• Given instruction: How many lines in the items below contain the word "hair"? Reply with only the count.

• Recorded data:

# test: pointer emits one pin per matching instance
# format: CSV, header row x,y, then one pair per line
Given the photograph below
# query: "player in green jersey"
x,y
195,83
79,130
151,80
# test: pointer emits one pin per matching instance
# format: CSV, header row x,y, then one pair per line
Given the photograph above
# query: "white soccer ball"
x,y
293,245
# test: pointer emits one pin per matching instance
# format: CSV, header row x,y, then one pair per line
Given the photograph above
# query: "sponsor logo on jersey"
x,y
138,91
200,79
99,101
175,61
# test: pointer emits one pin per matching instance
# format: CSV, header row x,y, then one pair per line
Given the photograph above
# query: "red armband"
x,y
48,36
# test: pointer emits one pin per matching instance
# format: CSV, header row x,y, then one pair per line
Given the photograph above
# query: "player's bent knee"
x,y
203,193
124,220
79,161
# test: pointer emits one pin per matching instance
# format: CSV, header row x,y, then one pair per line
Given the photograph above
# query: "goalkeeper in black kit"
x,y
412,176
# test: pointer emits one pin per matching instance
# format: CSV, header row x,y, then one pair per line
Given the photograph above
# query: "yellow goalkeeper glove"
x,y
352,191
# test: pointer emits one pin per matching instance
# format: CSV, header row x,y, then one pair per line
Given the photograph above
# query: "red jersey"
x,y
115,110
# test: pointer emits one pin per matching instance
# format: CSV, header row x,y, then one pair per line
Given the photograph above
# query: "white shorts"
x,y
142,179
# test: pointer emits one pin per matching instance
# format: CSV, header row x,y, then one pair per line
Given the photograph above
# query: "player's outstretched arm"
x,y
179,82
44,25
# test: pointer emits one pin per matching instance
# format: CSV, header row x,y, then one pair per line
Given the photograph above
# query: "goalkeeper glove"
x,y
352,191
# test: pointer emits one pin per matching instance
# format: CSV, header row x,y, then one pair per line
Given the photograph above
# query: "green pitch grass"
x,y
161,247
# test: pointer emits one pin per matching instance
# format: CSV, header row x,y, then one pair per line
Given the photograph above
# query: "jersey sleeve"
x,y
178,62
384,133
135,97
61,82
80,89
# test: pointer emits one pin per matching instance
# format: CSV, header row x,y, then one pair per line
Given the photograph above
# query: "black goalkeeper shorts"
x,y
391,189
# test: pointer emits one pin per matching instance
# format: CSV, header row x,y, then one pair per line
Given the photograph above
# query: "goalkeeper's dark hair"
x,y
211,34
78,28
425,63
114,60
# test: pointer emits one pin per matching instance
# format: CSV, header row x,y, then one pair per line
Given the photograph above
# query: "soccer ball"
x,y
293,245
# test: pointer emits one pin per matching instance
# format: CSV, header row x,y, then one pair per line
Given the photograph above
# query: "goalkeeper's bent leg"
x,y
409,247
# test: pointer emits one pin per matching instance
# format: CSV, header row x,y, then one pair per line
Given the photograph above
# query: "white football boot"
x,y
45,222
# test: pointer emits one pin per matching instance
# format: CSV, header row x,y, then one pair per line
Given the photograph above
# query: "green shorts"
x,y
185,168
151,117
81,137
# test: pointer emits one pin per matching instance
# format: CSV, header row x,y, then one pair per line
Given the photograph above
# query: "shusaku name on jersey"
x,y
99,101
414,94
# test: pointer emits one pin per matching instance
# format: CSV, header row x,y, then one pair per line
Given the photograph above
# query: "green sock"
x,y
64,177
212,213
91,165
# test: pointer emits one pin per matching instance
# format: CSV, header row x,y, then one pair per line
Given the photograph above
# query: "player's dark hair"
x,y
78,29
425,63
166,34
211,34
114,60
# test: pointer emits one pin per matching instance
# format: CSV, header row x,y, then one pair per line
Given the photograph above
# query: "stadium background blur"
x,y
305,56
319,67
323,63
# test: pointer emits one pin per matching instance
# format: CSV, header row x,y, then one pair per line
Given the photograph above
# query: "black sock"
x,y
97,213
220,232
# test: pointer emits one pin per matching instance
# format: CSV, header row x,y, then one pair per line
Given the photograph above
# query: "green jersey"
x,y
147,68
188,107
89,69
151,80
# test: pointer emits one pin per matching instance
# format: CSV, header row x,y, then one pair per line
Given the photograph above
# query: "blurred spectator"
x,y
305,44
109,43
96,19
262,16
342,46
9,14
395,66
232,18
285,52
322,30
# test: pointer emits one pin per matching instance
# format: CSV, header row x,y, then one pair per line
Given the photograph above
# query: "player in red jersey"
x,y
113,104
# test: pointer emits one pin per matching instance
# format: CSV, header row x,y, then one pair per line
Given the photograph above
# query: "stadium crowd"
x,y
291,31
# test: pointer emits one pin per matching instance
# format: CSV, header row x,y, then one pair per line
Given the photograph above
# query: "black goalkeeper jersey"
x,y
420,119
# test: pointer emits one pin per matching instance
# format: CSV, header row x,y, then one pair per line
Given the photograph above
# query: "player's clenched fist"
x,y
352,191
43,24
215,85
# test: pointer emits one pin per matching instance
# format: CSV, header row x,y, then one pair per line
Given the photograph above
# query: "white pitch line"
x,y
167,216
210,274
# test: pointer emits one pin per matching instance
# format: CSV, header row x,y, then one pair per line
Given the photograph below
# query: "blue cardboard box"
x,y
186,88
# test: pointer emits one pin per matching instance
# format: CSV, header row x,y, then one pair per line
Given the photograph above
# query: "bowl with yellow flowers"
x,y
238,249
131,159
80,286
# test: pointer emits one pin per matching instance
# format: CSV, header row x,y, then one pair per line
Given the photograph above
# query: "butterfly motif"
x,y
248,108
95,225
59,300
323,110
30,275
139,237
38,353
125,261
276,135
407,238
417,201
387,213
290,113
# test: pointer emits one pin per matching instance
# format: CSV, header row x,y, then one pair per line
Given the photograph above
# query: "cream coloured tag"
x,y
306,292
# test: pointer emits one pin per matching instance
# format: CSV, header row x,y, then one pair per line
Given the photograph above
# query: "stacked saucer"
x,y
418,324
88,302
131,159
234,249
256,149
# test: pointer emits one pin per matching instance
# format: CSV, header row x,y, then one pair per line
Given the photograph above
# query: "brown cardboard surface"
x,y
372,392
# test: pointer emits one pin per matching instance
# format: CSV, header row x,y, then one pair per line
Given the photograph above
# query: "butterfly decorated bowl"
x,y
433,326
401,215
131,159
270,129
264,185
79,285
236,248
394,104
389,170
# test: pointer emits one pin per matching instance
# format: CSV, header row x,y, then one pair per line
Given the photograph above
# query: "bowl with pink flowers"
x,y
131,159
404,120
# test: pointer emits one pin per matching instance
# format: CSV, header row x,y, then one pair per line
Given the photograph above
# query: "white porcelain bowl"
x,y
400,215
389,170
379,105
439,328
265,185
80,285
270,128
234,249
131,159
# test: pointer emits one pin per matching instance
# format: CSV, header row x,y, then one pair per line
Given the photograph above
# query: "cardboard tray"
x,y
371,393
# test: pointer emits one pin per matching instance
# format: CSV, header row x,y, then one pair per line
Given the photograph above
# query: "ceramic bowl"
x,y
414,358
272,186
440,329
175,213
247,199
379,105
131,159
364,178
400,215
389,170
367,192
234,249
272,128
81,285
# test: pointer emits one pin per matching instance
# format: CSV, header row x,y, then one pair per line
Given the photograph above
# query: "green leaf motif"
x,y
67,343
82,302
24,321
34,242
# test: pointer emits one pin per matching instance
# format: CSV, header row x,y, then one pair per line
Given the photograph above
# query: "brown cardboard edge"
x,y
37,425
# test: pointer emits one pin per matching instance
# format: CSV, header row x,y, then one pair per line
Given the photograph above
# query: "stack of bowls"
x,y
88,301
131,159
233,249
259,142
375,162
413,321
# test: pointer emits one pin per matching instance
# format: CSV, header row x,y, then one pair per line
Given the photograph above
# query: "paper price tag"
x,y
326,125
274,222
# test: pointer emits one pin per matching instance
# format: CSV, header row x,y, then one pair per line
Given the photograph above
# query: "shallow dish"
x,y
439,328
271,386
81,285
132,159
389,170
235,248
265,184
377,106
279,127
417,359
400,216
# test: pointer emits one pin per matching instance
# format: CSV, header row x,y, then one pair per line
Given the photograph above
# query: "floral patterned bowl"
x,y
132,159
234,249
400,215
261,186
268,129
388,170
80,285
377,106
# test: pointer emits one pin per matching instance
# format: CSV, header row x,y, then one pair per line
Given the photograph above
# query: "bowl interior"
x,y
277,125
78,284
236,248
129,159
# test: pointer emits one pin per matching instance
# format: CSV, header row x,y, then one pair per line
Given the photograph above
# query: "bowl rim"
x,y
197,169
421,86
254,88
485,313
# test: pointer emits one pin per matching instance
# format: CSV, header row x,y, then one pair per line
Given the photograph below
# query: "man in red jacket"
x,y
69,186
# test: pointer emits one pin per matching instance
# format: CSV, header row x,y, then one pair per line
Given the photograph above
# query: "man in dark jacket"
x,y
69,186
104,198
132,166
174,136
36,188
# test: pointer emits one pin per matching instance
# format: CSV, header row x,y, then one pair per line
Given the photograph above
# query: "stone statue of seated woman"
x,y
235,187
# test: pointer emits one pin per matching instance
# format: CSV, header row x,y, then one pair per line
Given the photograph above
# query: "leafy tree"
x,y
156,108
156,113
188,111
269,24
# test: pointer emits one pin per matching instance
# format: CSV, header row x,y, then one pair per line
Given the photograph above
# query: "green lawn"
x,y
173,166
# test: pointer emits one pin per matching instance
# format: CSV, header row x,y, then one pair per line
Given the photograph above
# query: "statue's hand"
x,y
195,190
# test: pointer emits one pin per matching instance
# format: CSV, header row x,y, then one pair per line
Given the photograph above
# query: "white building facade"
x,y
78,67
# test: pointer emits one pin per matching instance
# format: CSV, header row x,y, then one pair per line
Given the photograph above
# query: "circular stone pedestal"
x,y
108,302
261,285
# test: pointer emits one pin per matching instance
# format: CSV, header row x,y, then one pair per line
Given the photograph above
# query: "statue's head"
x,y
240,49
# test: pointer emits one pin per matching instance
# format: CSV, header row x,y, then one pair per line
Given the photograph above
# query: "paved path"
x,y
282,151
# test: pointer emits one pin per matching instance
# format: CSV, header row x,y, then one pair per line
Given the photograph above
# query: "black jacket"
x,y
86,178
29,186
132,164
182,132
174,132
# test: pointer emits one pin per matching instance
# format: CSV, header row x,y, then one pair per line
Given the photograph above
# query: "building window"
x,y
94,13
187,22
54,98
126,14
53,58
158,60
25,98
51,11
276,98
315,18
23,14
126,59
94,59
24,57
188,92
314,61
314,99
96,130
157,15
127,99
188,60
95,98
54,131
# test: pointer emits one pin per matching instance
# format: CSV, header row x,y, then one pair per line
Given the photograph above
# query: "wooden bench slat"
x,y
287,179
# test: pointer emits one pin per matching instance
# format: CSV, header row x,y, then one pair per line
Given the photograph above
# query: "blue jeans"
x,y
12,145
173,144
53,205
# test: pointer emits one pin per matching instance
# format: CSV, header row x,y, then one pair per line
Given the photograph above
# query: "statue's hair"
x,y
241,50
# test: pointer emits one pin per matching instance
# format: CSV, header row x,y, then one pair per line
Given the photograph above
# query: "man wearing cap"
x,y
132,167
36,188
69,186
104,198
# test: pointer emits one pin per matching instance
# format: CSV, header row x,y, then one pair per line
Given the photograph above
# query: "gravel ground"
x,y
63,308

--

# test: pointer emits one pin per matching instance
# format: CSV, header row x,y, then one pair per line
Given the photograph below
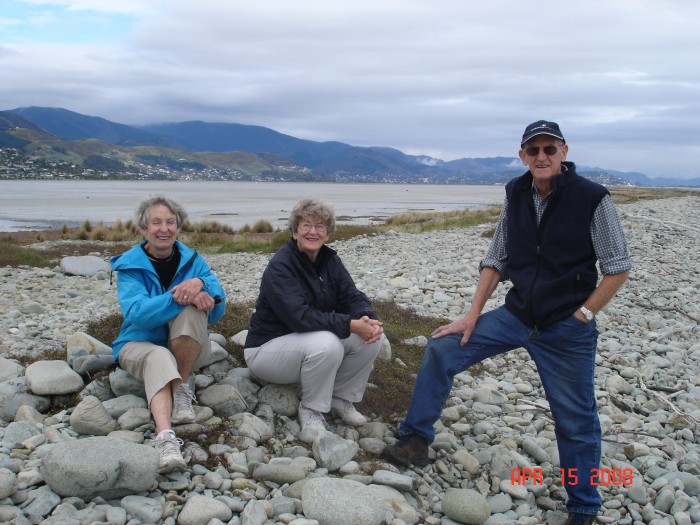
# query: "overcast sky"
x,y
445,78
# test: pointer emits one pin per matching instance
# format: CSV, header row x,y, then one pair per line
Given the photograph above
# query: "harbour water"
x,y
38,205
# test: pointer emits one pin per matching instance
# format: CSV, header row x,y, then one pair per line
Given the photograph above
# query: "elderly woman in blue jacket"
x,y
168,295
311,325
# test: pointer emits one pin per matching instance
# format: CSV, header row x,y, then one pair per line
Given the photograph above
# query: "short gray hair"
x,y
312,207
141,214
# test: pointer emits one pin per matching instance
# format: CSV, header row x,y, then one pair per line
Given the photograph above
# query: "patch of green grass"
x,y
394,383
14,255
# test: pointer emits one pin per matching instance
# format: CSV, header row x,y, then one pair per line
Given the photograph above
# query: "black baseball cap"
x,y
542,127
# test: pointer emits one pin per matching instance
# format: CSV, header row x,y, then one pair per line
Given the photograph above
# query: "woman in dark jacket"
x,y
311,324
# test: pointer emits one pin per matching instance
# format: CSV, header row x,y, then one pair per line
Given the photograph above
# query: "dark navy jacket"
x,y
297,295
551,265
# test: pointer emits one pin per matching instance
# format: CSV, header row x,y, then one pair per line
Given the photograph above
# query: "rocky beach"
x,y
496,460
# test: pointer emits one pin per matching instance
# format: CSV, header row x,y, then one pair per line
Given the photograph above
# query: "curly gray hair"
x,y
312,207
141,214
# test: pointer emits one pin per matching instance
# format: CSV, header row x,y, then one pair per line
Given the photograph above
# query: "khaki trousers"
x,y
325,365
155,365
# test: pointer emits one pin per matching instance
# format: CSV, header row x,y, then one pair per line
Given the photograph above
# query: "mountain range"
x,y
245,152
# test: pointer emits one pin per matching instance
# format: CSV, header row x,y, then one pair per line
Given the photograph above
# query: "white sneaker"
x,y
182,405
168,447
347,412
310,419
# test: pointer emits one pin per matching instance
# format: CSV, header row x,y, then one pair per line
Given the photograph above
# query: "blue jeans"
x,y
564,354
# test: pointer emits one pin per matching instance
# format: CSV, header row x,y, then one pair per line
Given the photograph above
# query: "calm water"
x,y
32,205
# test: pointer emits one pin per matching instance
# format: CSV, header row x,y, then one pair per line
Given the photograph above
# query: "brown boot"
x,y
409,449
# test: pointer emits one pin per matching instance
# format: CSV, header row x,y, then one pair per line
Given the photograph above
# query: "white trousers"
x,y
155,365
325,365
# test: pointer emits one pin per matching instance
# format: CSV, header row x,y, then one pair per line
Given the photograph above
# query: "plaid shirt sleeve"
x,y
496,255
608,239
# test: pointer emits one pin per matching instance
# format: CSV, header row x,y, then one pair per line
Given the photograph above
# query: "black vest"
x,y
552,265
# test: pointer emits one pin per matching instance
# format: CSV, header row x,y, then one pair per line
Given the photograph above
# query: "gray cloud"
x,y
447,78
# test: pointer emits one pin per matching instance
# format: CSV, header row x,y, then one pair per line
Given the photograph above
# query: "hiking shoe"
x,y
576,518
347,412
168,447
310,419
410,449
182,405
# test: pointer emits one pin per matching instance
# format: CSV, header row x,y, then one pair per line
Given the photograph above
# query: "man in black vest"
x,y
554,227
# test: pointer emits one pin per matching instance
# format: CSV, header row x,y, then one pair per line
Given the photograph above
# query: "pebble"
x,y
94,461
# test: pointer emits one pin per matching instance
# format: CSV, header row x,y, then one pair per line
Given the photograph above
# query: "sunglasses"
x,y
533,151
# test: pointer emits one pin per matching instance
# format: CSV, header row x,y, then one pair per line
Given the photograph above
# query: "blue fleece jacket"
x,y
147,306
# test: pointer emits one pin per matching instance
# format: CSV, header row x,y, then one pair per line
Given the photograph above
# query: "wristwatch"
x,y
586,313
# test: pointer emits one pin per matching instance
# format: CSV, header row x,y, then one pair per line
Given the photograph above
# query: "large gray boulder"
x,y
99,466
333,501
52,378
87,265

• Task result: 5